Questões morais e de família
O papa tem acentuado a
necessidade de observar “as condições” da vida de cada um e de a Igreja ter
“misericórdia”, mais do que pôr a tônica somente nas doutrinas.
“A Igreja não pode insistir
apenas sobre as questões relacionadas com o aborto, o casamento homossexual e o
uso de métodos contraceptivos”, defendeu.
O último ano do seu pontificado
ficou marcado pela polêmica em torno da exortação apostólica ‘Amoris Laetitia’
(‘A Alegria no Amor’), na qual ‘abre a porta’ à comunhão para os católicos
divorciados e numa segunda união.
O cardeal norte-americano
Burke, uma proeminente figura conservadora, atuou como ligação do Vaticano com
a Ordem de Malta, desde que foi marginalizado de papéis mais importantes pelo
papa em 2014, mas Francisco afastou-o recentemente dessa posição depois de ter
estado envolvido na problemática saída de um membro desta organização
internacional católica.
Jorge Bergoglio também
reafirmou a não condenação dos homossexuais: “Se uma pessoa é
homossexual e procura Deus, quem sou eu para julgá-la?”.
Quanto ao aborto, o papa
autorizou todos os sacerdotes a manterem definitivamente a capacidade de
absolverem as mulheres que fizeram um aborto, disposição que devia vigorar
apenas durante o ano jubilar da misericórdia, que terminou em novembro de 2016.
Maior abertura da Igreja Católica
O papa tem insistido na
necessidade de atribuir postos-chave a mulheres e leigos, no âmbito da reforma
do Governo da Igreja de Roma, e anunciou a intenção de criar uma comissão para
estudar a possibilidade de as mulheres acederem ao diaconado.

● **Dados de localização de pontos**
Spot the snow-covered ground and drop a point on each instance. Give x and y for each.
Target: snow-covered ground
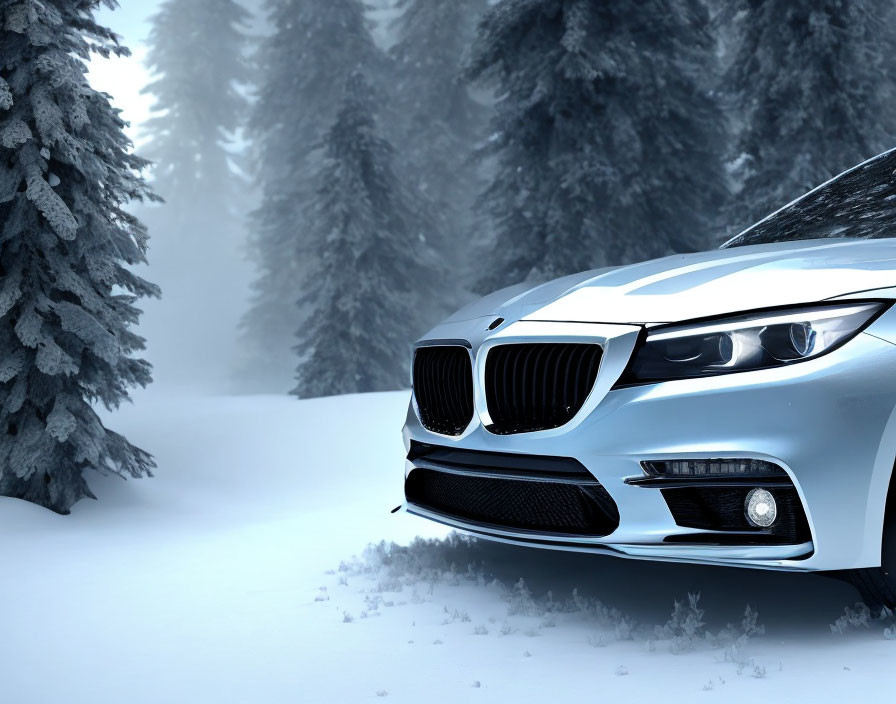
(240, 574)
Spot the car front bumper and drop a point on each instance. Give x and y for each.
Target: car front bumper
(828, 422)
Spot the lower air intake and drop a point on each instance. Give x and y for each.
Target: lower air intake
(545, 507)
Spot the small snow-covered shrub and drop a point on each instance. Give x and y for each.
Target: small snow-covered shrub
(735, 639)
(520, 601)
(852, 619)
(686, 625)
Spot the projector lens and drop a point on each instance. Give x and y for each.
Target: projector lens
(761, 509)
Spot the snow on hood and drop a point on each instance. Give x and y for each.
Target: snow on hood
(687, 286)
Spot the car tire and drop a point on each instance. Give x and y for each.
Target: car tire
(877, 585)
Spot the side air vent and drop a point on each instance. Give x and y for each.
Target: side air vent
(443, 388)
(532, 387)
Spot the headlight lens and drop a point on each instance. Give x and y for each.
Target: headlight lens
(745, 343)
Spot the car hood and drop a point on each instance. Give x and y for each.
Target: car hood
(688, 286)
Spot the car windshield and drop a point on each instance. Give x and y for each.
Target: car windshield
(859, 203)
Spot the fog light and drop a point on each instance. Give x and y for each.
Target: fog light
(761, 508)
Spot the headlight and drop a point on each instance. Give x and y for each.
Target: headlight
(748, 342)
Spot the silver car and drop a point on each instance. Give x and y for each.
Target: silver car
(730, 407)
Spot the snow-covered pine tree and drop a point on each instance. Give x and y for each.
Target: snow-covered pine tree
(302, 65)
(66, 296)
(197, 54)
(372, 262)
(812, 86)
(440, 123)
(608, 148)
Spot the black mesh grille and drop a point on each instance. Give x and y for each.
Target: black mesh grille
(443, 387)
(543, 506)
(538, 386)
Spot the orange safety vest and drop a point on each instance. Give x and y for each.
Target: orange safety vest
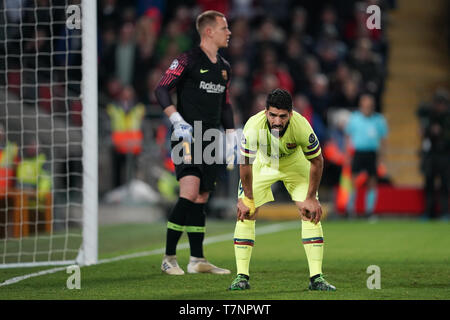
(127, 136)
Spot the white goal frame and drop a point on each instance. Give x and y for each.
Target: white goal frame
(88, 252)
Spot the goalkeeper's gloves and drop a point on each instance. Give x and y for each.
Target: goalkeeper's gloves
(181, 129)
(231, 149)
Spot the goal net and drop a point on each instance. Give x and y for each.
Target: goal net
(48, 132)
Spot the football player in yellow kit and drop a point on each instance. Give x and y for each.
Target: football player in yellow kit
(279, 144)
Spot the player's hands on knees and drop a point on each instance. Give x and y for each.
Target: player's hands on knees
(310, 210)
(244, 210)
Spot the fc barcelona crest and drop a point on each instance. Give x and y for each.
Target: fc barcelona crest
(291, 145)
(225, 74)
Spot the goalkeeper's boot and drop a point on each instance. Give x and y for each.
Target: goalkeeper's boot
(170, 266)
(320, 284)
(201, 265)
(240, 283)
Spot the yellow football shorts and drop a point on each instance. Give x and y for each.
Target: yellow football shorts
(294, 175)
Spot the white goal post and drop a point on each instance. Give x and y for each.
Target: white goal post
(48, 100)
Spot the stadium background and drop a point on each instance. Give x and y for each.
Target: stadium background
(324, 55)
(322, 52)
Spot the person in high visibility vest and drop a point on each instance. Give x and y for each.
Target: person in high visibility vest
(126, 131)
(31, 172)
(8, 161)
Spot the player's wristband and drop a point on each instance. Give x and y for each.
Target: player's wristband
(250, 203)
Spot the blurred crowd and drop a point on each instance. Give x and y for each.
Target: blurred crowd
(320, 51)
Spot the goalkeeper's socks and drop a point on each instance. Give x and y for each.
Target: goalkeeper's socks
(195, 228)
(244, 239)
(176, 224)
(312, 238)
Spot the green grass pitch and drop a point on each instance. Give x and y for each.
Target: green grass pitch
(414, 258)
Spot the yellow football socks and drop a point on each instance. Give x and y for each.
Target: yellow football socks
(312, 238)
(244, 239)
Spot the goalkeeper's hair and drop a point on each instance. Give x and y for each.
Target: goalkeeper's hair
(280, 99)
(207, 18)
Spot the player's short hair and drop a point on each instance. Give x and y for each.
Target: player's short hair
(207, 18)
(280, 99)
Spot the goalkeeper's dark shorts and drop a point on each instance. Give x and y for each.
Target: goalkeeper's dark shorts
(207, 173)
(365, 161)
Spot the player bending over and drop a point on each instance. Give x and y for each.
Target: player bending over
(279, 144)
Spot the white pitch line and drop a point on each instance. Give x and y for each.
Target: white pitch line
(225, 237)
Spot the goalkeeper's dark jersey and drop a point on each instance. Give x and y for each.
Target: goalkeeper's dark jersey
(202, 89)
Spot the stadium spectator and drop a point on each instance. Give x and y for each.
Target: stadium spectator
(145, 57)
(270, 66)
(348, 96)
(124, 55)
(319, 96)
(368, 63)
(367, 131)
(33, 170)
(435, 164)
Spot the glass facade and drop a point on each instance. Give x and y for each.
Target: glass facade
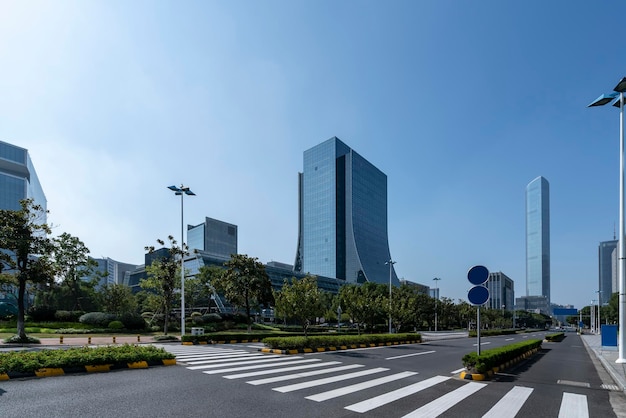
(343, 216)
(18, 179)
(607, 270)
(538, 238)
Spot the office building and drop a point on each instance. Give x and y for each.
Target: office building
(538, 238)
(343, 216)
(18, 179)
(607, 270)
(213, 237)
(501, 292)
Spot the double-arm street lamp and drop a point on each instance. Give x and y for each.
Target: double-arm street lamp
(436, 279)
(618, 93)
(390, 263)
(182, 191)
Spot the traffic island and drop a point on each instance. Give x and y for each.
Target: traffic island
(47, 363)
(490, 362)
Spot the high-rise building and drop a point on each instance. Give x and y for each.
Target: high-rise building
(501, 292)
(213, 237)
(18, 179)
(607, 270)
(343, 216)
(538, 238)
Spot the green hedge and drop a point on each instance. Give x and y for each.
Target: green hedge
(496, 357)
(338, 340)
(492, 332)
(556, 337)
(29, 361)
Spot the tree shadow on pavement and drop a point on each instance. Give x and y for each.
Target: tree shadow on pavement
(512, 373)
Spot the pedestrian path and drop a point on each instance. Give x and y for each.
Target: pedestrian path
(330, 379)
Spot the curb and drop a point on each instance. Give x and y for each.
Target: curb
(340, 348)
(61, 371)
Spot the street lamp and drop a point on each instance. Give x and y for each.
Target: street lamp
(390, 263)
(621, 266)
(436, 279)
(182, 191)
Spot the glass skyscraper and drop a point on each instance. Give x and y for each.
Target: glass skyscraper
(18, 179)
(538, 238)
(343, 216)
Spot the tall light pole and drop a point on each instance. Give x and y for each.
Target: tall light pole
(436, 279)
(390, 263)
(182, 191)
(604, 99)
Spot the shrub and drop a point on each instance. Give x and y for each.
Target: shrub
(41, 313)
(99, 319)
(133, 321)
(116, 325)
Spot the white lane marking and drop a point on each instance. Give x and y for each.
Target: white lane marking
(410, 355)
(442, 404)
(320, 397)
(320, 382)
(222, 359)
(264, 366)
(384, 399)
(306, 374)
(573, 406)
(510, 404)
(238, 363)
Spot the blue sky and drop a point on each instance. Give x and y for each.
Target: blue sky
(460, 103)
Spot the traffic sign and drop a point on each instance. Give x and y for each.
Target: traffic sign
(478, 275)
(478, 295)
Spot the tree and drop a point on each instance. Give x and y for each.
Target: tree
(245, 284)
(26, 251)
(72, 263)
(117, 299)
(300, 299)
(164, 277)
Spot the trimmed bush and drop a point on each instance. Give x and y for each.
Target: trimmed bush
(99, 319)
(116, 325)
(29, 361)
(496, 357)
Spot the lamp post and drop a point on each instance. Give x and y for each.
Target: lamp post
(390, 263)
(604, 99)
(436, 279)
(182, 191)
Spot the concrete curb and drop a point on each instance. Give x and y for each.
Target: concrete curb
(340, 348)
(61, 371)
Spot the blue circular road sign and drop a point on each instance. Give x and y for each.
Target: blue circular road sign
(478, 295)
(478, 275)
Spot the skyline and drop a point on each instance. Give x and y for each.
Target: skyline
(115, 102)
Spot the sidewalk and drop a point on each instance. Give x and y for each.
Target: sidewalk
(607, 356)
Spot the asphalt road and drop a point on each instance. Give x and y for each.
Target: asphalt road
(238, 381)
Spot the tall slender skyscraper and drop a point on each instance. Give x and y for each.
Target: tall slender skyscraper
(343, 216)
(538, 239)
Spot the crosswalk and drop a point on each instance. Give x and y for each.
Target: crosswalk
(287, 374)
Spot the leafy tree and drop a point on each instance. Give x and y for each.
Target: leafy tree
(164, 277)
(26, 251)
(72, 264)
(245, 284)
(300, 299)
(117, 299)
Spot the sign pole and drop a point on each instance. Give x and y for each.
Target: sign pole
(478, 330)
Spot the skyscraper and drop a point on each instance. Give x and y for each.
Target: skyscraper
(538, 238)
(607, 270)
(18, 179)
(343, 216)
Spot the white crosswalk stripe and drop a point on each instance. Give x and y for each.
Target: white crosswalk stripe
(272, 369)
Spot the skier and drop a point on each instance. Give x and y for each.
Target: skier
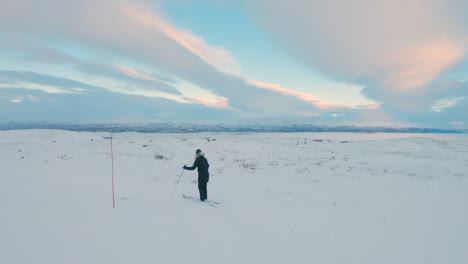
(203, 175)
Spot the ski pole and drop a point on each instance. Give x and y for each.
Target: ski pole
(177, 183)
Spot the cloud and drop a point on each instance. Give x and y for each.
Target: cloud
(387, 46)
(136, 31)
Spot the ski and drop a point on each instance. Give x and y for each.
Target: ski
(207, 202)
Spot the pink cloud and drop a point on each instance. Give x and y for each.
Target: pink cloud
(211, 103)
(134, 73)
(215, 56)
(306, 97)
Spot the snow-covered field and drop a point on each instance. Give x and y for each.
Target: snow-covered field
(285, 198)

● **TAREFAS OBRIGATÓRIAS**
**a.** Reproduza o trecho do texto sobre o papa que vai de "O cardeal norte-americano" até "internacional católica.", incluindo esses dois pontos.
**b.** De acordo com o texto sobre o papa, por quanto tempo devia valer a permissão para os sacerdotes absolverem as mulheres que fizeram um aborto?
**c.** Continue o texto sobre o papa a partir da última frase.
Os dados são um material à parte do texto sobre o papa.

● **RESPOSTAS ÀS TAREFAS**
**a.**
O cardeal norte-americano
Burke, uma proeminente figura conservadora, atuou como ligação do Vaticano com
a Ordem de Malta, desde que foi marginalizado de papéis mais importantes pelo
papa em 2014, mas Francisco afastou-o recentemente dessa posição depois de ter
estado envolvido na problemática saída de um membro desta organização
internacional católica.

**b.** Apenas durante o ano jubilar da misericórdia, que terminou em novembro de 2016.

**c.**
Além disso, Francisco sugeriu
recentemente a possibilidade de ordenar homens casados, em particular em locais
onde há escassez de padres.
Ecumenismo e diálogo inter-religioso
O diálogo inter-religioso tem
sido outra marca do pontificado de Francisco.
No início do ano passado, pediu
aos crentes que rezem por um diálogo inter-religioso, que leve à paz e justiça
no mundo.
“Muitos pensam de forma
diferente, sentem diferente, procuram Deus e encontram Deus de outra forma.
Nesta multitude, neste leque de religiões há uma única certeza: todos somos
filhos de Deus”, declarou.
Em fevereiro de 2016, o papa
Francisco e o patriarca ortodoxo russo Kiril deram um abraço, naquele que foi o
primeiro encontro dos líderes das duas Igrejas após o cisma de 1054, e
assinaram uma declaração conjunta por causa da perseguição aos cristãos no
Médio Oriente e África do Norte.
Francisco também já se reuniu
com Ahmed Al Tayeb, o imã da universidade islâmica do Cairo Al Azhar, um
importante centro sunita, para abordar o compromisso das autoridades e fiéis
das grandes religiões na “rejeição da violência e do terrorismo”.
Com os muçulmanos, Francisco
teve já muitos gestos de aproximação. Logo na primeira Quinta-Feira Santa do
seu pontificado, lavou os pés a mulheres muçulmanas presas numa prisão nos
arredores de Roma.
Na sua primeira viagem, à ilha
italiana de Lampedusa, local de chegada de milhares de refugiados e migrantes,
fez uma alusão ao Ramadão.
Em 2016, quando visitou a ilha
de Lesbos (Grécia), levou para o Vaticano três famílias muçulmanas. E, ainda no
final de março, visitou a casa de uma família muçulmana em Milão.
Dias depois da sua primeira
viagem à Terra Santa, em 2014, juntou-se ao presidente de Israel, Shimon Peres,
e ao presidente da Autoridade Palestiniana, Mahmoud Abbas, numa oração pela paz
no Médio Oriente.
Em julho do ano passado, o papa
visitou o campo de concentração de Auschwitz, na Polónia, a pé, sozinho e em
silêncio, onde rezou durante cerca de dez minutos. No final, escreveu no livro
de honra: “Senhor, tende piedade do teu povo, Senhor, perdoa tanta crueldade”.
Terrorismo
Francisco condenou, em várias
ocasiões, o terrorismo, que recusa associar ao Islão: o fundamentalismo é “uma
doença de todas as religiões”, incluindo da Igreja Católica Romana, que tem
“alguns, até muitos, fundamentalistas”.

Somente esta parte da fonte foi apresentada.